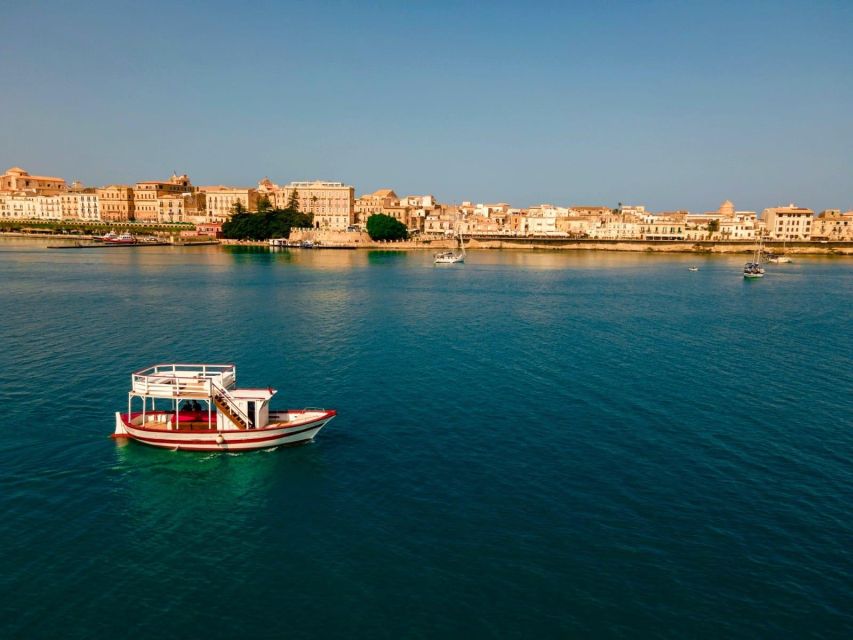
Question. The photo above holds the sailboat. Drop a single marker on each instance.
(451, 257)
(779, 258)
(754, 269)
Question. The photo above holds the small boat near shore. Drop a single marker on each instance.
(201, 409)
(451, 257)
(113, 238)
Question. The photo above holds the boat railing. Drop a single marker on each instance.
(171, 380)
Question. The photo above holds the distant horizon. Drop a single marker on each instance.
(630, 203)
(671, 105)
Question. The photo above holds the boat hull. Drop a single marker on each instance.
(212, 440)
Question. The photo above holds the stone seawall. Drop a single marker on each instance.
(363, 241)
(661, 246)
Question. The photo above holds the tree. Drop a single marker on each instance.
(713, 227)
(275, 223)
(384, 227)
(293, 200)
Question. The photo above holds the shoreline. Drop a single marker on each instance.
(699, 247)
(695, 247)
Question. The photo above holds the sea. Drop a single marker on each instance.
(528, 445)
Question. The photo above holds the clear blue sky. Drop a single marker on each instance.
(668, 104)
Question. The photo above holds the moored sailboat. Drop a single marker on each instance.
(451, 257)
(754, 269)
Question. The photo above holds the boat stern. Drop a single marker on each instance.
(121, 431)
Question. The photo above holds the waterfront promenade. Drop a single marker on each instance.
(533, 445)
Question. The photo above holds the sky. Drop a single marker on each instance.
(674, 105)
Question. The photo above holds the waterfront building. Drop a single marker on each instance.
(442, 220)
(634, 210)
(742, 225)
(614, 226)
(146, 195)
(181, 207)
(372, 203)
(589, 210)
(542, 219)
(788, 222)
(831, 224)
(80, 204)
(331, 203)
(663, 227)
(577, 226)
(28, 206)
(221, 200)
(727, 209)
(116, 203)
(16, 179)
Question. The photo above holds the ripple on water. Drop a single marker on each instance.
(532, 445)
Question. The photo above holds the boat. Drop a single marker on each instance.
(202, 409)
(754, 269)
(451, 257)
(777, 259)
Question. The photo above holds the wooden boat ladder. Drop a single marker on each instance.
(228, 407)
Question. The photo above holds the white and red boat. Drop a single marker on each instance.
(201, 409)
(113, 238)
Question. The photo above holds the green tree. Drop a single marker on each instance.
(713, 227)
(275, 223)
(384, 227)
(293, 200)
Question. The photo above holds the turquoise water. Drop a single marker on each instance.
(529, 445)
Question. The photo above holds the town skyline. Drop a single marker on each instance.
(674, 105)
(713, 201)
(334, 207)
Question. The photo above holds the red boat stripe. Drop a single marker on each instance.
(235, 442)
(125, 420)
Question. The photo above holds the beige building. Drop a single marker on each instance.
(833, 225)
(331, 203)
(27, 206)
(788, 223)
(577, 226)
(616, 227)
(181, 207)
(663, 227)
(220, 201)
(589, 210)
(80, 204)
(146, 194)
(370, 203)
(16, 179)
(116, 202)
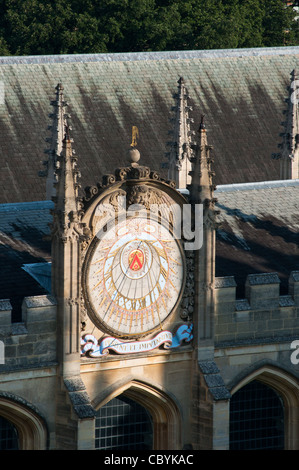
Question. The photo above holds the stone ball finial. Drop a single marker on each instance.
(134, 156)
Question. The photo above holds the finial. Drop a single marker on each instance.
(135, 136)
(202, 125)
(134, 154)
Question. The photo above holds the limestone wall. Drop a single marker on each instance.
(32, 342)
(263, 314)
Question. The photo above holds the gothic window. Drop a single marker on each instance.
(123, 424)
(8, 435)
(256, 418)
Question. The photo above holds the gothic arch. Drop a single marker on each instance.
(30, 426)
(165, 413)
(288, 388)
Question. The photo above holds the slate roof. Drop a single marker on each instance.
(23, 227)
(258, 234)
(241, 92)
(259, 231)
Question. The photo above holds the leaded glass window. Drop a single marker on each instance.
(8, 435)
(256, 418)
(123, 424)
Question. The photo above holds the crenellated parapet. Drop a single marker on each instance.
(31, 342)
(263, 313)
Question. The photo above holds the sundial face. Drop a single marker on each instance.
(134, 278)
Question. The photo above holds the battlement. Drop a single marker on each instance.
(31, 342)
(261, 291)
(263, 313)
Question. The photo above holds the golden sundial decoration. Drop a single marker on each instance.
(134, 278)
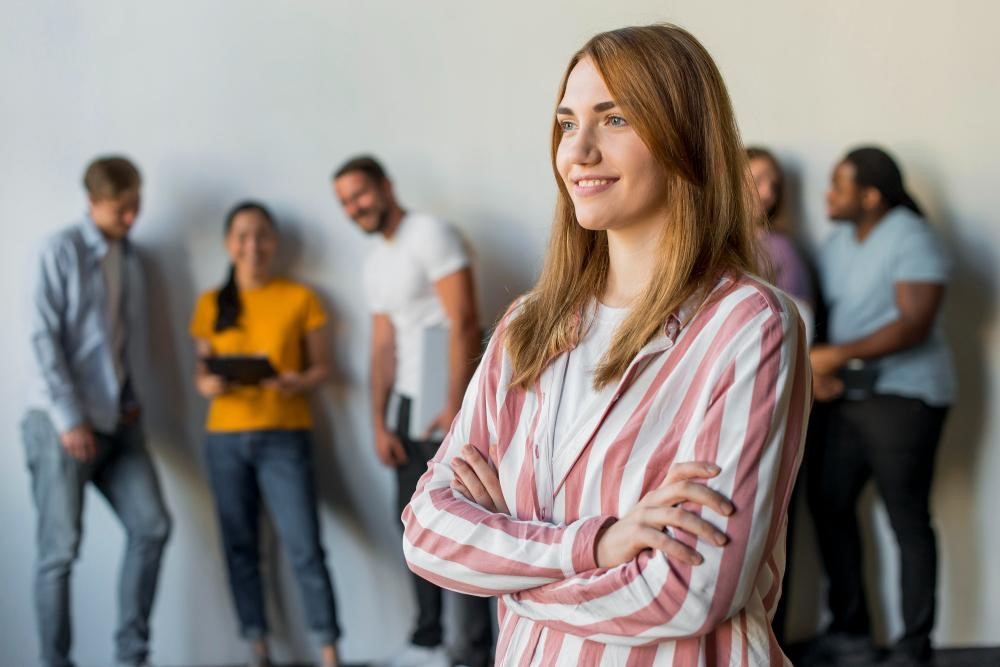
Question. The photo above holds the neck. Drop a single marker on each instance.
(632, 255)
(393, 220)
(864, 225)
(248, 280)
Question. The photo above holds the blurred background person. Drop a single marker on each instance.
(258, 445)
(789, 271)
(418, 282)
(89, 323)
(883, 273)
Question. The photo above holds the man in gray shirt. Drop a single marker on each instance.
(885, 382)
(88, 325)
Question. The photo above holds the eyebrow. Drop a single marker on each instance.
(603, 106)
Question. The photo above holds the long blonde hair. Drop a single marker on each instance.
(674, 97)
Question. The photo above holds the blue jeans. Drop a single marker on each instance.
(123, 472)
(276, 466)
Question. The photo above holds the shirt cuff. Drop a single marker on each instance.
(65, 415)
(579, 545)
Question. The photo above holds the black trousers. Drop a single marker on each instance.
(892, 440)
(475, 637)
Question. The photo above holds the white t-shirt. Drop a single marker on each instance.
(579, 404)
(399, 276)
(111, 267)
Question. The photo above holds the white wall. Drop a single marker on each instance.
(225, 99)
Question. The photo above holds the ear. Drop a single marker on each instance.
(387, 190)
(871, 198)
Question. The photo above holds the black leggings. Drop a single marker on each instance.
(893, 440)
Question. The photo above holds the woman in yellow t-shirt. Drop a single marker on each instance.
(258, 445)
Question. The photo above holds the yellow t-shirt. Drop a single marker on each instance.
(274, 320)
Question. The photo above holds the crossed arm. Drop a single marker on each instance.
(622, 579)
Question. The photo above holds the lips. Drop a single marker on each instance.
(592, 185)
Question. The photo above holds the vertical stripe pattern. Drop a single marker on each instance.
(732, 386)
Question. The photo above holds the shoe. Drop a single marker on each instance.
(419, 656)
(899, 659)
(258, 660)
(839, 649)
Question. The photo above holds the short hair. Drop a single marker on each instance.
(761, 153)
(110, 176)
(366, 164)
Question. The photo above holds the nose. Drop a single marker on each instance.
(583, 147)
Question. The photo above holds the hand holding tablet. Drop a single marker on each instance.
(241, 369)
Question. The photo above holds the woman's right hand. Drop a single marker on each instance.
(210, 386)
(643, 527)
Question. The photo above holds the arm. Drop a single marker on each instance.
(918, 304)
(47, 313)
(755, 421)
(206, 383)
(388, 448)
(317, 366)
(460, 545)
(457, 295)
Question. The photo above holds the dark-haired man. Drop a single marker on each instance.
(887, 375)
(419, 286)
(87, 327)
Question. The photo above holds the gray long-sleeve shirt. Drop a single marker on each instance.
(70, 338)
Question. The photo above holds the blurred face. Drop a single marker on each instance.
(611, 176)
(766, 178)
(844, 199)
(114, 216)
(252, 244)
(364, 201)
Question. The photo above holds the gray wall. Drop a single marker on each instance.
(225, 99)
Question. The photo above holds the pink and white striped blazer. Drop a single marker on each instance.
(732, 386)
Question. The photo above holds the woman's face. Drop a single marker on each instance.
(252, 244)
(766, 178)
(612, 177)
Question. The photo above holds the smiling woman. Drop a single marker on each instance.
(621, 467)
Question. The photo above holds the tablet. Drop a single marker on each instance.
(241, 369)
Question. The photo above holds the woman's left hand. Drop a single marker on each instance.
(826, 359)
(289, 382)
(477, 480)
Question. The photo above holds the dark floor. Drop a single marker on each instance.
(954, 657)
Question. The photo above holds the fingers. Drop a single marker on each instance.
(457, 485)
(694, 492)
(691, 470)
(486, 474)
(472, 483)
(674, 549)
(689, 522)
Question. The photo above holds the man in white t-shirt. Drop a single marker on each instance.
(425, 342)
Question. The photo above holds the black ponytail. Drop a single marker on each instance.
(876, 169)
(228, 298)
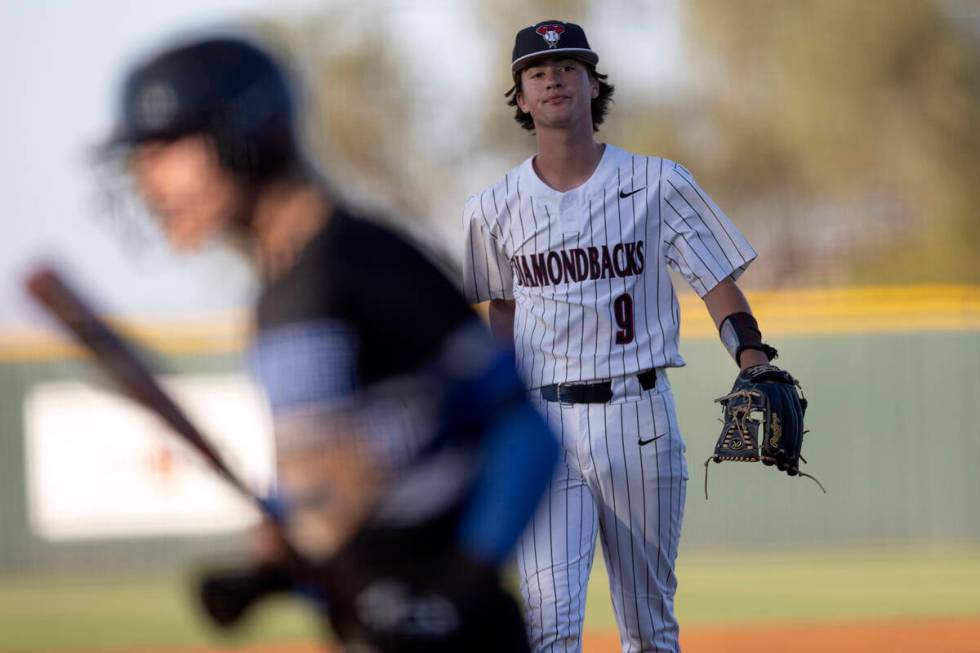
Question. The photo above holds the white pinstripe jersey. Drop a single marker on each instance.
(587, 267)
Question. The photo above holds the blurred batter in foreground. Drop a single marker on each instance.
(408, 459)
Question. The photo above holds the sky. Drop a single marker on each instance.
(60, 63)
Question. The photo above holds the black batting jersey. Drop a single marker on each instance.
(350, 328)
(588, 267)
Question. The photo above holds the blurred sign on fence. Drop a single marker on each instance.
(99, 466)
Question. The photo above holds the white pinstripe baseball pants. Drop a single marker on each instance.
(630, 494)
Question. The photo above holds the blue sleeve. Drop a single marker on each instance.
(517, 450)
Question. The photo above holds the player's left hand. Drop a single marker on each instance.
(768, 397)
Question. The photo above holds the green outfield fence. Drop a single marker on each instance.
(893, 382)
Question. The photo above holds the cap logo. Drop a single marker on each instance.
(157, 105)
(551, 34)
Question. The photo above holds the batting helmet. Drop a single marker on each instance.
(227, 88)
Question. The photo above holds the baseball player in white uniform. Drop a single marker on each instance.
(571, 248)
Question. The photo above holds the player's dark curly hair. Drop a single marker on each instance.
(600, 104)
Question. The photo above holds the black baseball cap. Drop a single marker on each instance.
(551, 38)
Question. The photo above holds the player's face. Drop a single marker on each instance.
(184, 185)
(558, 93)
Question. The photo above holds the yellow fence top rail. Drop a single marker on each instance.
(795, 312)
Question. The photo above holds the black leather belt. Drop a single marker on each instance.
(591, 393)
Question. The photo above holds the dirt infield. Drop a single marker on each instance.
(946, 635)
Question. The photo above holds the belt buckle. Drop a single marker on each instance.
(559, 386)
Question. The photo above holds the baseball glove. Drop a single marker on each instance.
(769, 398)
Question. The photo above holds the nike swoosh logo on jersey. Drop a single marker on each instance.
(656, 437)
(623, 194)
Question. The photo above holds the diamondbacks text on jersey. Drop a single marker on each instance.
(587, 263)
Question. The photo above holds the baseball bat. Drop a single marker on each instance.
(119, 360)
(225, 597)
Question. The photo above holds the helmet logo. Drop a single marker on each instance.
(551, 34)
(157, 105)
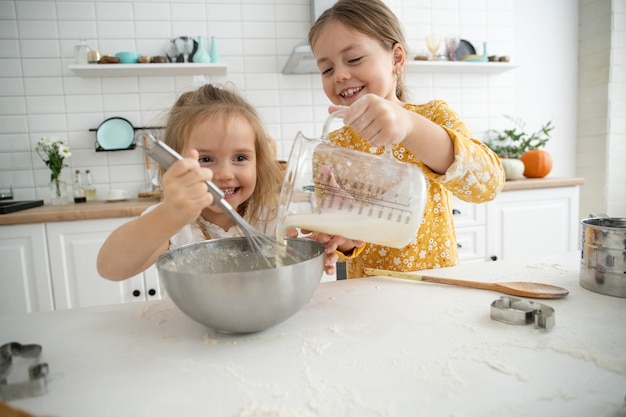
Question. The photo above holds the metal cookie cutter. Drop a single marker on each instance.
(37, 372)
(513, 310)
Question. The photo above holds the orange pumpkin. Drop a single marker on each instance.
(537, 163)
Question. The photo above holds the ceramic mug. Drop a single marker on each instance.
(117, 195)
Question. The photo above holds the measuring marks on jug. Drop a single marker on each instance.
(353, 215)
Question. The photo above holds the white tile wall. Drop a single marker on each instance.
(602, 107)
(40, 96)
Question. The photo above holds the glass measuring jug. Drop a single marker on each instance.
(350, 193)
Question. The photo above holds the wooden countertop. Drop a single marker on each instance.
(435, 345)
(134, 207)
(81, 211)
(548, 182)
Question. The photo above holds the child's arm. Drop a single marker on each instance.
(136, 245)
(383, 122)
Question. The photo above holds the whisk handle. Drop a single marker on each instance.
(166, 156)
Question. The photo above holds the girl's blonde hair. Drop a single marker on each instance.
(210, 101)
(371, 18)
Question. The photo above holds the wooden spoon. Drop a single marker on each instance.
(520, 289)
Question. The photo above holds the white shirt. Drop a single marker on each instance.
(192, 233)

..............................

◆ TASK STATEMENT
Each line, starting with the one that holds "Question. The photo above holds the metal" and ending with the last line of the listing, is to be restated exactly.

◆ RESPONSE TO THE TASK
Question. The photo above holds the metal cookie cutter. Drop a single marker on each instance.
(37, 372)
(513, 310)
Question. The photo above holds the orange pumpkin. Drop a single marker on each instance.
(537, 163)
Question. The photo above holds the ceramic mug. Drop a single marker on each instance.
(117, 195)
Question. The photo above holds the measuring marks on jug. Drop a single marker on each instance.
(353, 215)
Question. The photo above holds the white tile wall. Drop a single marker on each instance.
(602, 107)
(40, 96)
Question. The photo above holds the glass measuring jug. Drop a single marker on each instance.
(350, 193)
Question. The photo above holds the wooden countertop. Drop a single marker on each instance.
(435, 345)
(134, 207)
(81, 211)
(548, 182)
Question. The photo above holds the child's arm. Drop a single marker on each instance.
(136, 245)
(383, 122)
Question. The photo above holds the whisk handle. Drop a single marker on each instance.
(166, 156)
Question. The photo above holds the girl's blonde hair. Drop a single marker on each instance.
(210, 101)
(371, 18)
Question. The photo above holds the wooden spoon. Drop a single marker on each instance.
(520, 289)
Question. The photo above holds the white shirt. Drop a single marker on each instance.
(192, 233)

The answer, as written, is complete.